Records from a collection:
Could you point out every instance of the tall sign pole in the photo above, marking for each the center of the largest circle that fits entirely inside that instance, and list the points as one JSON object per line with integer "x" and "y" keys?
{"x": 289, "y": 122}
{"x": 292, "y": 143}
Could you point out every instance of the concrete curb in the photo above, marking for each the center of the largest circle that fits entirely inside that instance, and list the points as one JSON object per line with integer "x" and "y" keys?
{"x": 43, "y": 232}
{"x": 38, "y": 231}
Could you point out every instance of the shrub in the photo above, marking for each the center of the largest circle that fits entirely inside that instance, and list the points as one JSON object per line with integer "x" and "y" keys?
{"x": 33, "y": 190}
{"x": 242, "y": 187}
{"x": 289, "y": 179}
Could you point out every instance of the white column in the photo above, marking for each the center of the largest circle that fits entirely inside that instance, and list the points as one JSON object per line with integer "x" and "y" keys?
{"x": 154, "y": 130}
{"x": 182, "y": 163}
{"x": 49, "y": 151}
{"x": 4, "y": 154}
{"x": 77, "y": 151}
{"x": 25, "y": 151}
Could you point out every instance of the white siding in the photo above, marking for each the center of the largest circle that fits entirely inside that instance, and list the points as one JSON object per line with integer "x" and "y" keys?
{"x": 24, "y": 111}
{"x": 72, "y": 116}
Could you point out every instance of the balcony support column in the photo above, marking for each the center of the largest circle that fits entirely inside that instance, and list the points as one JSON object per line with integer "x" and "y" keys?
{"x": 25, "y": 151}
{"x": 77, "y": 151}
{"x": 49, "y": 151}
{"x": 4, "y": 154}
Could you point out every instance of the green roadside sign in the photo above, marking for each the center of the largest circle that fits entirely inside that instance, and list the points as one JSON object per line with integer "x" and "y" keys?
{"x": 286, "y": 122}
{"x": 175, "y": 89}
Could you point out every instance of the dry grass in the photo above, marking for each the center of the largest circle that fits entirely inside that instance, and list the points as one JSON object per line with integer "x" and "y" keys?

**Exercise aim**
Type out the whole listing above again, exactly as it stands.

**Response to this exercise**
Could you point out every instance of the tall sign pole in the photo above, marking for each the center of the largest circle that fits entirely inside that instance, and list the points as one JSON object per line with integer "x" and "y" keys?
{"x": 289, "y": 122}
{"x": 292, "y": 143}
Could you point out every instance of the concrete curb in the photo above, marking for each the center of the largest circle that fits entirely inside that instance, and list the points as one JSON object per line with integer "x" and "y" keys?
{"x": 43, "y": 232}
{"x": 38, "y": 231}
Could you point out every instance of the shrub in the photo above, marking for each the center of the largest circle that fits entirely inside that instance, and list the points as one JSON object per line with integer "x" and "y" keys?
{"x": 33, "y": 190}
{"x": 242, "y": 187}
{"x": 289, "y": 179}
Could you point out every instance of the white column in the photo above, marking for each the center of the largest circle that fits entirely inside that instance, and list the points as one JSON object per line with integer "x" and "y" keys?
{"x": 154, "y": 130}
{"x": 182, "y": 163}
{"x": 49, "y": 151}
{"x": 4, "y": 154}
{"x": 77, "y": 151}
{"x": 25, "y": 151}
Could you point out every instance of the white siding in the photo above, marking for each the center of the largest circle that fits entirely inside that instance, and list the points as one JSON object per line with integer "x" and "y" keys?
{"x": 24, "y": 111}
{"x": 72, "y": 116}
Could you point out every instance of the balcony support column in the photo above, marking for each the center of the largest circle that fits entirely inside that instance, and list the points as one JSON object per line with integer "x" and "y" keys?
{"x": 25, "y": 151}
{"x": 77, "y": 151}
{"x": 49, "y": 151}
{"x": 4, "y": 154}
Could you point out every instance of the green roadside sign in the photo above, marking for each the center of the largest circle that fits entirely inside that instance, and list the points as one JSON object per line with integer "x" and "y" keys?
{"x": 286, "y": 122}
{"x": 175, "y": 89}
Could you point out every instance of the dry grass in the photo above, marking for each the center of the largest circle that fits entirely inside that instance, and list the points as one JSON object per line with integer "x" and "y" keys?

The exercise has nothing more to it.